* Podany fragment *

It is not night yet
It is not night yet, 2.10-14.11.2021, Kunsthalle Bratislava
kuratorka: Lýdia Pribišová
Poprzez ściany i fasady Kunsthalle Bratislava na placu SNP „wybucha” masowy śmiech. Jego źródłem są tysiące nagrań śmiechu kobiet, mężczyzn i wszystkich innych osób, które popierają równe prawa i wolność. Nagrania te, do których przyczynili się osby z różnych krajów, tworzą jeden wspólny głos, który mówi przeciwko niesprawiedliwości, wykluczeniu i opresji.
W Bratysławie Krakowiak stworzyła monumentalny most dźwiękowy, który łączy ludzi, pozwalając na swobodny przepływ emocji. Śmiech, jako naturalny odruch istniejący poza językiem, towarzyszy sytuacjom, w których słowa już nie działają. Jego atawistyczna, niemal zwierzęca siła i energia mobilizuje i łączy społeczności. To jest właśnie to, czego potrzebujemy w czasach kryzysu, kiedy prawa są deptane, a wolności łamane. Śmiech jest uniwersalnym językiem ludzkim, który przynosi pozytywną energię i nadzieję w długim okresie depresji. Dźwięk jest niewidzialny, podobnie jak siła śmiechu. Instalacja Katarzyny Krakowiak niesie potężne przesłanie o zbiorowej sile, wzajemnym wsparciu i nadziei.

* Dane źródłowe *

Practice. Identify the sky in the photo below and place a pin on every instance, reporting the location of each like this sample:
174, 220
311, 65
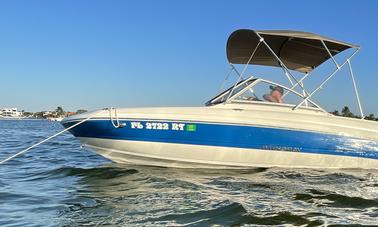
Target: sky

* Do wykonania *
1 - Odpowiedz na pytania do podanego fragmentu:
(a) Kto był kuratorką wystawy?
(b) Przy jakim placu stoi Kunsthalle Bratislava?
(c) Co Krakowiak stworzyła w Bratysławie?
2 - Wypisz z podanego fragmentu wszystko, przeciwko czemu mówi wspólny głos utworzony z nagrań śmiechu.

* Pełne rozwiązania *
1 -
(a) Kuratorką wystawy była Lýdia Pribišová.
(b) Kunsthalle Bratislava stoi przy placu SNP.
(c) W Bratysławie Krakowiak stworzyła monumentalny most dźwiękowy, który łączy ludzi.

2 - Wspólny głos mówi przeciwko niesprawiedliwości, wykluczeniu i opresji.